*Task list*.
A: According to the cultural resources page, what license does Standard Ebooks use for its ebooks?
B: Decide whether each statement agrees with the cultural resources page, answering yes or no and quoting the deciding words: (i) The Public Domain Review's own reviews are available under CC-BY-SA. (ii) The author of the page owns a copy of Affinities. (iii) The articles on openculture.com are free for any kind of use.
C: Write a continuation of the cultural resources page, starting after its last sentence.

*Source passage*.
-- Begin --
Cultural resources you might not know about
or: random websites from my bookmarks you might find interesting
Originally a talk at OggCamp 2024, but maintained due to popular request.
Curation
The Public Domain Review is a delightful corner of the web. They produce essays and collections of a wide variety of public domain books, art and films. The articles are beautifully typeset, and feature some utterly beautiful works. A personal favourite of mine is their collection of Edwin D. Babbitt’s Principles of Light and Color (1878) - a book of utter pseudoscience, but some remarkably pretty illustrations. The works under review are public domain (of course), and the reviews themselves are available under CC-BY-SA. Their book Affinities is on my wishlist, although I don't own it yet (so can't vouch completely). They are funded by donations, so if you find their work useful, please send them some money.
openculture.com releases regular articles curating works from the past that have fallen out of copyright. Unfortunately, the terms of use seem to imply that the articles themselves are not free, but the subjects of the articles (books, images, etc) are available for any kind of use.
Books
Many classic books ( Frankenstein, Ulysses, Dracula to name a few) are available in the public domain. The community at Standard Ebooks have a very simple purpose: take transcriptions of these public works, convert them to ebook formats, and make them beautiful. They have curated an utterly gorgeous selection of cover images for the books that are available - again from fully public work. In principle, their curation and additions could merit copyright protection, but they nobly release all their ebooks under a CC-0 public domain license. They accept donations.
-- End --
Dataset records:
-- Begin --
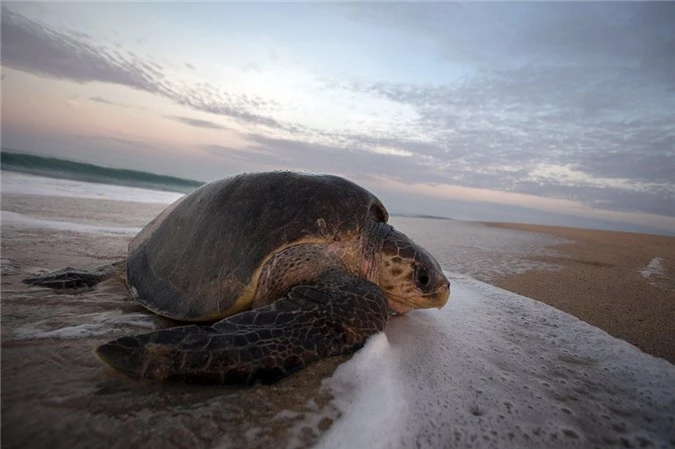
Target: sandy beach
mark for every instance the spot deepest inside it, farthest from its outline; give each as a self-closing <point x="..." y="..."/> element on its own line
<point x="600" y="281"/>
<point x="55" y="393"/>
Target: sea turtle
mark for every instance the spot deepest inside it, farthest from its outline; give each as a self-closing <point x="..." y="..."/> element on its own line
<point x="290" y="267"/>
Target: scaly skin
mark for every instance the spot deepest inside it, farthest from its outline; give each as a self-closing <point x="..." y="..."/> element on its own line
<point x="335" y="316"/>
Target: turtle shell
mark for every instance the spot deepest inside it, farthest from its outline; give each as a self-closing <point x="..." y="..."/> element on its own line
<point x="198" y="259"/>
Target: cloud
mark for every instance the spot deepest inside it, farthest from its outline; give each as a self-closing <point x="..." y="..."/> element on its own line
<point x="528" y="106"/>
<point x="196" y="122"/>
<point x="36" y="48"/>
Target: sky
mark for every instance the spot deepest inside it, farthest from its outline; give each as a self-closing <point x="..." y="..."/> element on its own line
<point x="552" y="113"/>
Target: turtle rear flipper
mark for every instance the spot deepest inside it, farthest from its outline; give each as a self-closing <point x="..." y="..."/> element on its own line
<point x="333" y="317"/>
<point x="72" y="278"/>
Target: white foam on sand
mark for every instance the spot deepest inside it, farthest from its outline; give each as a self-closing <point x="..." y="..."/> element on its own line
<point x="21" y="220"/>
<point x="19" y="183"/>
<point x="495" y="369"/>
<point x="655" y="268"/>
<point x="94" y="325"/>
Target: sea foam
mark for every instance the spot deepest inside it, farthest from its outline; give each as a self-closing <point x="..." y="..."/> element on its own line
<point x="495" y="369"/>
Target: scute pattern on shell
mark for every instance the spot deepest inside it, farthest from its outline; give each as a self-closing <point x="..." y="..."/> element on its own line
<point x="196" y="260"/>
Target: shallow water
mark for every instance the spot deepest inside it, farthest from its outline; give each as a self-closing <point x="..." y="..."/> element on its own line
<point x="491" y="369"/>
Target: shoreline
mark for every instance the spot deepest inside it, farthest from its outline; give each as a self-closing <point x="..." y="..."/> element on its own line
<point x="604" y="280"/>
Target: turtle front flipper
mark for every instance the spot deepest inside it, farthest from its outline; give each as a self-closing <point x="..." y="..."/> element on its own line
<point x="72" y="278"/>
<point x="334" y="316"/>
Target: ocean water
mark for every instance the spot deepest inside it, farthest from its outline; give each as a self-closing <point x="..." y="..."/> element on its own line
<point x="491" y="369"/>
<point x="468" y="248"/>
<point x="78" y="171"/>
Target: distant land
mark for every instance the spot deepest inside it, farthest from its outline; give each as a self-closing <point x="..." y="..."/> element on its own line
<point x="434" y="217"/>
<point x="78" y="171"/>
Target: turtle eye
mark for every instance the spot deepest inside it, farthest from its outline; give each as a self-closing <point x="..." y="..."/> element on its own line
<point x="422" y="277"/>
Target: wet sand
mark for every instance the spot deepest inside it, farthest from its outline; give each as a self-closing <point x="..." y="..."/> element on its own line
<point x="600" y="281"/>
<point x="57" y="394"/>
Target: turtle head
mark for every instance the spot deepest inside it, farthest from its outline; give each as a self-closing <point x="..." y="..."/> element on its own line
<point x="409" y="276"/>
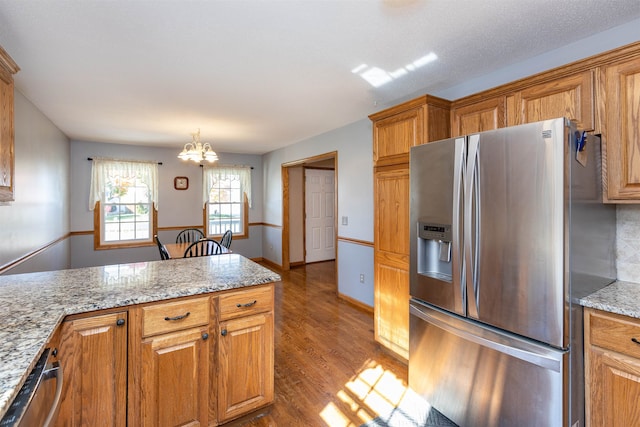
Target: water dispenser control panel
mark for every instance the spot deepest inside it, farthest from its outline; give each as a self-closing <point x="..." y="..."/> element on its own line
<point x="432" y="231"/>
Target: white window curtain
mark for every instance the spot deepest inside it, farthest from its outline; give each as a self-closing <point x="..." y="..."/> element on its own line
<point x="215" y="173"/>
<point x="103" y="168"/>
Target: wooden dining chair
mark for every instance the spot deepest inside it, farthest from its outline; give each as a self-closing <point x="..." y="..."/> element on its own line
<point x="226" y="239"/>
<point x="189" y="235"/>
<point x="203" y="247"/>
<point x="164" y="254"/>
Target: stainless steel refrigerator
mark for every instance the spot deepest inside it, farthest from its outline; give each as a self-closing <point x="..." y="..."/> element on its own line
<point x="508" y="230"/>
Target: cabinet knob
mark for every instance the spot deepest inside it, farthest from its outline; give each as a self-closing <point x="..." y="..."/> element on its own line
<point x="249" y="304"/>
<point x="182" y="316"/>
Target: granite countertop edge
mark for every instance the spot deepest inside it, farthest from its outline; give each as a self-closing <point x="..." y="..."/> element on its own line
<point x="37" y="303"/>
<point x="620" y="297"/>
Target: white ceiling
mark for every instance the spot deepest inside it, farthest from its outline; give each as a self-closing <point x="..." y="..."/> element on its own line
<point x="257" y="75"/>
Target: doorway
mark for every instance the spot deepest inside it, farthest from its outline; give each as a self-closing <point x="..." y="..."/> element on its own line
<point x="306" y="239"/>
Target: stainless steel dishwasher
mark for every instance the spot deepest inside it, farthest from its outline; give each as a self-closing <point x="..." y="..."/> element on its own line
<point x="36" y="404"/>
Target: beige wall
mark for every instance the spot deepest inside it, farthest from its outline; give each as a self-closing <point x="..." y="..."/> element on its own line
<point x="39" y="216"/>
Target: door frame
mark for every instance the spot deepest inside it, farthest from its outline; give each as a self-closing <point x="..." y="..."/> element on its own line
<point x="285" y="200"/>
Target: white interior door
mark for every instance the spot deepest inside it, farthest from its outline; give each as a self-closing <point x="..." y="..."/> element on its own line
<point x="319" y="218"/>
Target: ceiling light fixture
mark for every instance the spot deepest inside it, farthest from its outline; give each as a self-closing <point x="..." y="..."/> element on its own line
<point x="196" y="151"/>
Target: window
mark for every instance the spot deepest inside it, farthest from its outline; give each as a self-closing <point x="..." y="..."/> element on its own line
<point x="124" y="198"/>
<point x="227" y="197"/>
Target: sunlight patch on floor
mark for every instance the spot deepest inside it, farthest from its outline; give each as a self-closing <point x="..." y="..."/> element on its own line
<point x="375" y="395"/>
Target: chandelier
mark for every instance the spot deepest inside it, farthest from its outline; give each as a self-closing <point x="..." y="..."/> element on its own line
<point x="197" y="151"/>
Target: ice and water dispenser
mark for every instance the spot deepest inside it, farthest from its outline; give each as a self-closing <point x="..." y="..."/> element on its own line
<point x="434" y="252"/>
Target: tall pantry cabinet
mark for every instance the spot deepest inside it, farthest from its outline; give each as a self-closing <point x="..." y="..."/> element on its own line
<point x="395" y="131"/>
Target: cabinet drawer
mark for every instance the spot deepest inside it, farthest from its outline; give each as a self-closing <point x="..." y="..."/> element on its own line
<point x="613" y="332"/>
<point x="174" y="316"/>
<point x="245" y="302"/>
-- End --
*Answers below*.
A: A CC-0 public domain license.

B:
(i) Yes: "the reviews themselves are available under CC-BY-SA."
(ii) No: "Their book Affinities is on my wishlist, although I don't own it yet"
(iii) No: "the terms of use seem to imply that the articles themselves are not free"

C:
One of my favourite public domain works is Oliver Byrne's copy of Euclid's elements. Euclid's Elements is an ancient Greek geometry textbook, perhaps the second or third most-printed book of all time, and the earliest known example of deductive mathematical exposition in the world. It was the geometry textbook in Europe for over two thousand years, and still essentially determines the mathematical curricculum in European schools. Published in 1847, Byrne's copy adds vibrant illustrations that make this foundational mathematical treatise into a magnificent work of art.
- Taschen released a (non-free) physical copy in 2010.
- Sergey Slyusarev (
jemmybuttonon Github) released a digital version in English and Russian in 2017 under the GPL, with some brilliant dynamically generated ornamentations. PDFs are available at the Releases page. - Nicholas Rougeaux created a digital, interactive version of the Elements, available online. It is beautiful, but unfortunately non-free, so I can't recommend it.
librivox is a public repository of CC-0 recordings of public domain books. I haven't used it myself, but if you're into audio books, you might like it.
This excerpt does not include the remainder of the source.